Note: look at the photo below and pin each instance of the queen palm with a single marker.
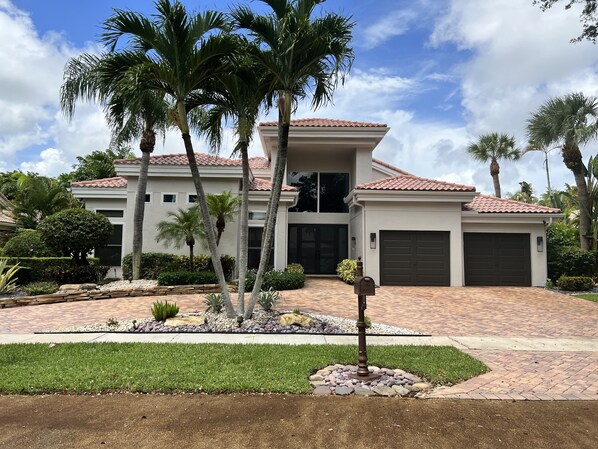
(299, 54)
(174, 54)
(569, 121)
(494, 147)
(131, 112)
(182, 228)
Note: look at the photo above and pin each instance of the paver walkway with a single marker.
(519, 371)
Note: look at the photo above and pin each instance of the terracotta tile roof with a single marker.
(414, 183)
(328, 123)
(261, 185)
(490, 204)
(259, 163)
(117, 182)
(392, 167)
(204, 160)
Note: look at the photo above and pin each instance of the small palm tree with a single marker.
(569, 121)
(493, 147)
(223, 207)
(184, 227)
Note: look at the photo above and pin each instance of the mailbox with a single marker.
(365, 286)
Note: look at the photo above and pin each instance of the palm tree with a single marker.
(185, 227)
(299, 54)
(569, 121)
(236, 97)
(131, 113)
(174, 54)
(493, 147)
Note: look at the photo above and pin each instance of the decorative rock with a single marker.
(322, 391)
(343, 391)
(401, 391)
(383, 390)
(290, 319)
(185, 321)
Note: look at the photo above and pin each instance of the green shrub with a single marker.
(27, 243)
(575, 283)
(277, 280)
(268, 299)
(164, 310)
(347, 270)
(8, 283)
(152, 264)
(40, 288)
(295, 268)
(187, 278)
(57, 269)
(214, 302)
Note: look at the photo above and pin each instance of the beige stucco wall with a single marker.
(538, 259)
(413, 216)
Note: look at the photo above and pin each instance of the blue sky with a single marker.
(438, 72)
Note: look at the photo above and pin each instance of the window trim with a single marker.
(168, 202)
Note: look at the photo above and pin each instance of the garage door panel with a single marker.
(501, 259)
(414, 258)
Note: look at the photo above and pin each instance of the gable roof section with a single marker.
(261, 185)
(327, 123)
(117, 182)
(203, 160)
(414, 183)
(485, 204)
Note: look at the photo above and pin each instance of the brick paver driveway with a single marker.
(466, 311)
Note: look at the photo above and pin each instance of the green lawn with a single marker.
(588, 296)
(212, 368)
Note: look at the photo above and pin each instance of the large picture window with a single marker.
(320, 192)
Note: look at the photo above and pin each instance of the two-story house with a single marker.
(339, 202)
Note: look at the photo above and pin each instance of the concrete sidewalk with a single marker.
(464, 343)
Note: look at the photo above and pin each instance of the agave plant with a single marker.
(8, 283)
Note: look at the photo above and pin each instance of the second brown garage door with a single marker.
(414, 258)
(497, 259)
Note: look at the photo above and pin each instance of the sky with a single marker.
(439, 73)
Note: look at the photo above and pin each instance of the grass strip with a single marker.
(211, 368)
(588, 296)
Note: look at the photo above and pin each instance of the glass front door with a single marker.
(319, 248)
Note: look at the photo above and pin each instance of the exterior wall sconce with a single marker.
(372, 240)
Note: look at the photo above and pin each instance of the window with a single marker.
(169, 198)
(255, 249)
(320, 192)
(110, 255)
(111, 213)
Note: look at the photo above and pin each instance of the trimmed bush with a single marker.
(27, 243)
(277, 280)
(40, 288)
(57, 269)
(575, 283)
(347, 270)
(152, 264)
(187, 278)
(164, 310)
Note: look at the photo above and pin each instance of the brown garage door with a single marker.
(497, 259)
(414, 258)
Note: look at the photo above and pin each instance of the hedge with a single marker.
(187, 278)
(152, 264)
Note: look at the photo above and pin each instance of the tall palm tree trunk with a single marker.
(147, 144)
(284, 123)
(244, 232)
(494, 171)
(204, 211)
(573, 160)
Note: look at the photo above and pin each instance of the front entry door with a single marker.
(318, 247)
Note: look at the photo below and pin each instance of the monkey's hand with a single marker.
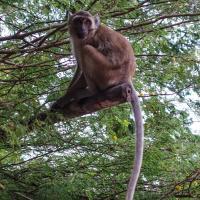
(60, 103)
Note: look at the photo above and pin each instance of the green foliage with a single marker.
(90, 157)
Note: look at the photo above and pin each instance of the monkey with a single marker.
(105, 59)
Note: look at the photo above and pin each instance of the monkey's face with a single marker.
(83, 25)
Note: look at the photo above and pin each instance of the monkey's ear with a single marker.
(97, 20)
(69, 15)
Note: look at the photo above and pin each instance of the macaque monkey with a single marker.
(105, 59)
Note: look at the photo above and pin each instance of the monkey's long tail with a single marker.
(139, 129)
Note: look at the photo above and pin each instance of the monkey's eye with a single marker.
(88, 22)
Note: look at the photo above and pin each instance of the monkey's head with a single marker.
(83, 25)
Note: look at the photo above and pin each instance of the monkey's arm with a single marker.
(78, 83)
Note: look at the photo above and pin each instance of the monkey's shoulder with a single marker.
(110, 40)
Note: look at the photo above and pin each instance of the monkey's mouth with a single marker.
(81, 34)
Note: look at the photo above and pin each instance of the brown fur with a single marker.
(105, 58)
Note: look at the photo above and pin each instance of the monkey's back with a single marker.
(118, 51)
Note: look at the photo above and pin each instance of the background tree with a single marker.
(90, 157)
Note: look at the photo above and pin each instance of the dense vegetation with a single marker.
-*-*-
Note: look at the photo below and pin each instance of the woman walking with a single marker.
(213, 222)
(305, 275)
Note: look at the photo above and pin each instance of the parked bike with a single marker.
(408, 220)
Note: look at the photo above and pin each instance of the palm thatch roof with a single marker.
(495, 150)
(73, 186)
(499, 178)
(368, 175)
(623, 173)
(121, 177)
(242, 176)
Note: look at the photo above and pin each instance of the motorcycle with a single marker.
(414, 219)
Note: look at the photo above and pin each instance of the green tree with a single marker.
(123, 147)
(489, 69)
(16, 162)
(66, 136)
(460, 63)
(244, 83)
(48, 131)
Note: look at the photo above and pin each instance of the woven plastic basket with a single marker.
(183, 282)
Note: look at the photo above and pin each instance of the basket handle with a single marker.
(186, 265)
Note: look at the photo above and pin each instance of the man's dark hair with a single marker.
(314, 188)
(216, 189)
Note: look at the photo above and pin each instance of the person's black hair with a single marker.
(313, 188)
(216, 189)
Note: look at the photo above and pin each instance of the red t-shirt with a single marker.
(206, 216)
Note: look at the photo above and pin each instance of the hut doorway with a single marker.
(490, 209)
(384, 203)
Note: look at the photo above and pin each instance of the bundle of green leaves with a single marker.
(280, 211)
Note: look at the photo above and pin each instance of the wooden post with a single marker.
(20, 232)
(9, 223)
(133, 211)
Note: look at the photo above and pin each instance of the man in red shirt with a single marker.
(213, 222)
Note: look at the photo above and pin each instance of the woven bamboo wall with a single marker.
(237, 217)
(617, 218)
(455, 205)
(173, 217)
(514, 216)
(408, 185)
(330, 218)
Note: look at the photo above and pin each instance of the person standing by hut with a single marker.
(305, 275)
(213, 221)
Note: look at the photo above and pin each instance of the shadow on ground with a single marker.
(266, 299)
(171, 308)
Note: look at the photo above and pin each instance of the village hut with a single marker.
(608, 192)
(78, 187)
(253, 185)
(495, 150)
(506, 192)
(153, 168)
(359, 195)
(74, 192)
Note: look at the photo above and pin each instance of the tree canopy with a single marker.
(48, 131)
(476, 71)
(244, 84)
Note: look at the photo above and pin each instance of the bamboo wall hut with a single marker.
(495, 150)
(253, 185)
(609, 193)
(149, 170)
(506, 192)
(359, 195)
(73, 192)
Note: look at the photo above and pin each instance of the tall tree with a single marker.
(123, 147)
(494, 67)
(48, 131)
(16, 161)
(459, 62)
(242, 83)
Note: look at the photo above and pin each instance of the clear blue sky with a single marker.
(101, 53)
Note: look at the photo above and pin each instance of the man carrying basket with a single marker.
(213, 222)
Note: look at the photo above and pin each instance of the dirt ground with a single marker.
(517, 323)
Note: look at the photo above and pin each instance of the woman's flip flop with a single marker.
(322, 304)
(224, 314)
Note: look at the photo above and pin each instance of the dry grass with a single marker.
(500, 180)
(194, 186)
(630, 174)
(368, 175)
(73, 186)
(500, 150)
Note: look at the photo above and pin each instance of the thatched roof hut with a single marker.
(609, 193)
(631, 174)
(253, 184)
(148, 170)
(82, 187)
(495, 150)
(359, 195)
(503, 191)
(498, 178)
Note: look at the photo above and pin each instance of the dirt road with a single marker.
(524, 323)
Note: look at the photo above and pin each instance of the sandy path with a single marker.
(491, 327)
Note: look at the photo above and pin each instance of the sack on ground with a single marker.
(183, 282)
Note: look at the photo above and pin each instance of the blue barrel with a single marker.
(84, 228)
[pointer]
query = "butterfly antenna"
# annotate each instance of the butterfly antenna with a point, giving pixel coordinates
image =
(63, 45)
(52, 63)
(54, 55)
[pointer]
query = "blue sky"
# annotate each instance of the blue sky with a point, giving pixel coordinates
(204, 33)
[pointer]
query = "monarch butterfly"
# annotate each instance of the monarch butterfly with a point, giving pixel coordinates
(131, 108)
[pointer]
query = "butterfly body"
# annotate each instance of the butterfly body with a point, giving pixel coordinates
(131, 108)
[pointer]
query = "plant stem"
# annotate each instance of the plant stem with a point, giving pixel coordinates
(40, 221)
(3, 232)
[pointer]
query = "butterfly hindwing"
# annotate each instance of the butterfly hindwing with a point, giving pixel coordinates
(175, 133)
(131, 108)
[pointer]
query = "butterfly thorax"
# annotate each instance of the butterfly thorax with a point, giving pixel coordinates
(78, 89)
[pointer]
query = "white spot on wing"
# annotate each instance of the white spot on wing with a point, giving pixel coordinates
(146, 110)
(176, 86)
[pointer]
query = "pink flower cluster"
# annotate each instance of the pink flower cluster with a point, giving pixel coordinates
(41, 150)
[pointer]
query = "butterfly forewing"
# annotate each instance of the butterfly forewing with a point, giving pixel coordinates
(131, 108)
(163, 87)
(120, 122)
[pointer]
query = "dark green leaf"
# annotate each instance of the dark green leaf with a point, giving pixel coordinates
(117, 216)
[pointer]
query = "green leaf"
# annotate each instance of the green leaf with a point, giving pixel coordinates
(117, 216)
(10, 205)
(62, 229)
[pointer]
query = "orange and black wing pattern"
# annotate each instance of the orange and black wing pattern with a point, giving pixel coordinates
-*-*-
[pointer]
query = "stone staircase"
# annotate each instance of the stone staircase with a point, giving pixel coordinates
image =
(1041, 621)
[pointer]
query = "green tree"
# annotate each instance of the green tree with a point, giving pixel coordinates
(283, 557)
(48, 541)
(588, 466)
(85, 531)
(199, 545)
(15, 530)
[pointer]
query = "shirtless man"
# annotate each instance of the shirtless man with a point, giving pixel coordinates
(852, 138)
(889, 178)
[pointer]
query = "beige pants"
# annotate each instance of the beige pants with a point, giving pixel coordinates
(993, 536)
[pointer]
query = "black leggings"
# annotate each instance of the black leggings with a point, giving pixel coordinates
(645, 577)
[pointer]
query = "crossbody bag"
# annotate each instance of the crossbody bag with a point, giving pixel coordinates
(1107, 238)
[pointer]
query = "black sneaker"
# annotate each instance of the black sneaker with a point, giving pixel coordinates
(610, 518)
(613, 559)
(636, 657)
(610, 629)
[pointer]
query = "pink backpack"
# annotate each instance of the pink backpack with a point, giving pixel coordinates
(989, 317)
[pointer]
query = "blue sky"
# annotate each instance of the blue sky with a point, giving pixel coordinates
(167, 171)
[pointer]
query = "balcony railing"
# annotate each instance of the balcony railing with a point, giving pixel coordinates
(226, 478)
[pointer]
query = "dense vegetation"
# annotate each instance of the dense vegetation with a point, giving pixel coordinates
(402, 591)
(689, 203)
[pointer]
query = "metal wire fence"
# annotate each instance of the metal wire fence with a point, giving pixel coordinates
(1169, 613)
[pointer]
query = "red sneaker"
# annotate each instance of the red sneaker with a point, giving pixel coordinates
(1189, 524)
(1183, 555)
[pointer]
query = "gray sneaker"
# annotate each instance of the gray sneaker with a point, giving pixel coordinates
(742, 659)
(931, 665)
-*-*-
» WHAT TO WORK ON
Every line above with the string "pattern" in it needs to be copied.

» SOLVED PROBLEM
query = "orange and black wing pattern"
# annotate each instance of the orange and black wing pattern with a point, giving pixel coordinates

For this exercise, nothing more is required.